*** Data Section Begins ***

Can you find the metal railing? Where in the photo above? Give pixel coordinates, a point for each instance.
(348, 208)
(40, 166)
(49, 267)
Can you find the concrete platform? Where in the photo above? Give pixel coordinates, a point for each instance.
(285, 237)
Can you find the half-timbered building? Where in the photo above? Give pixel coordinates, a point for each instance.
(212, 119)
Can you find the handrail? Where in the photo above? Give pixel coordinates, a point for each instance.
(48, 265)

*** Data Section Ends ***

_Prompt_
Start at the first line and transcribe the data exactly through the last.

_Solution for this task_
Can you find the metal railing? Where in the photo above? Give pixel coordinates, a point for each instance.
(348, 208)
(40, 166)
(49, 267)
Can you find the concrete platform? Where in the photo above? Give pixel coordinates, a point for each instance.
(285, 237)
Can you find the half-timbered building? Where in the photo above? Give pixel coordinates, a point for each instance.
(212, 119)
Can you find the handrail? Where in the photo above? Give pixel coordinates, a point for each instance.
(48, 265)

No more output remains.